▶ [WHAT YOU ARE ASKED TO DO]:
Make an exact copy of the records that follow, with each picture omitted.

▶ [DATA]:
=== Begin Enclosure ===

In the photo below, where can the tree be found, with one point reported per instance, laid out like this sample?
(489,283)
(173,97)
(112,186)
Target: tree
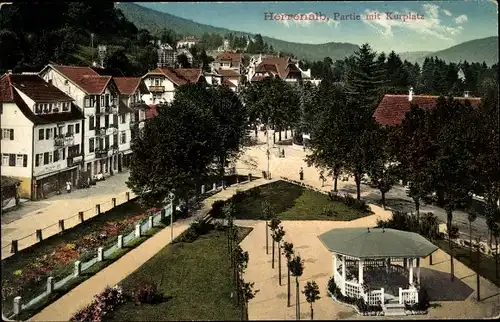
(273,226)
(296,266)
(278,235)
(289,253)
(311,291)
(268,214)
(173,153)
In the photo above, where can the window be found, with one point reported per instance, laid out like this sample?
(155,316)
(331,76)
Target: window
(7,134)
(91,145)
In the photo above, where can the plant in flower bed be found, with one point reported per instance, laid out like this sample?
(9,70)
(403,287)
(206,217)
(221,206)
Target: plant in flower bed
(102,306)
(29,280)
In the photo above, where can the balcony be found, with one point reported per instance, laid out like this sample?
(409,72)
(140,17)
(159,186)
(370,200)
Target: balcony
(101,153)
(157,89)
(113,109)
(62,141)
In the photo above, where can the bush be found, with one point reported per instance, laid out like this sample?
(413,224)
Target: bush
(147,293)
(102,305)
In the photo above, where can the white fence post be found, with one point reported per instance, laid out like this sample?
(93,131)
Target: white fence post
(151,223)
(100,254)
(78,268)
(17,305)
(50,285)
(120,241)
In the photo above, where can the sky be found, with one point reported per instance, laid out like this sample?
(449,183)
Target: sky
(432,25)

=== End Enclosure ===

▶ [OUTPUT BELOW]:
In the photo below, where can the tree be found, with one point reported per instance, laid out like this sample?
(489,283)
(173,97)
(112,186)
Target: tree
(273,226)
(296,266)
(278,235)
(289,253)
(311,291)
(268,214)
(173,153)
In the photo above, where can the window be found, with one point reported per instance, laid out like this sample?
(155,316)
(331,76)
Target: window
(7,134)
(91,145)
In the photo above, where can the plant in flower bed be found, with one point reported per instance, laid out like this sample?
(9,70)
(403,287)
(206,217)
(221,206)
Target: plant in flower bed
(102,306)
(29,280)
In the photo above, where can the balcony be found, with one point reported per instance, laid out like this sample?
(409,72)
(140,17)
(159,186)
(370,200)
Target: balcony
(101,153)
(157,89)
(113,109)
(62,141)
In the photo above, where can the bush be found, with one point reported per instance, laid out like this sample?
(413,224)
Target: bush
(147,293)
(102,305)
In the photo above, where can the white fence post be found, with one point reported per instance, laid out like this sample?
(93,131)
Target: white fence post
(151,223)
(100,254)
(78,268)
(17,305)
(50,285)
(120,241)
In the photo above, where can the sky be found, with one point reported per instance, laid out like this sample?
(449,183)
Target: sky
(432,25)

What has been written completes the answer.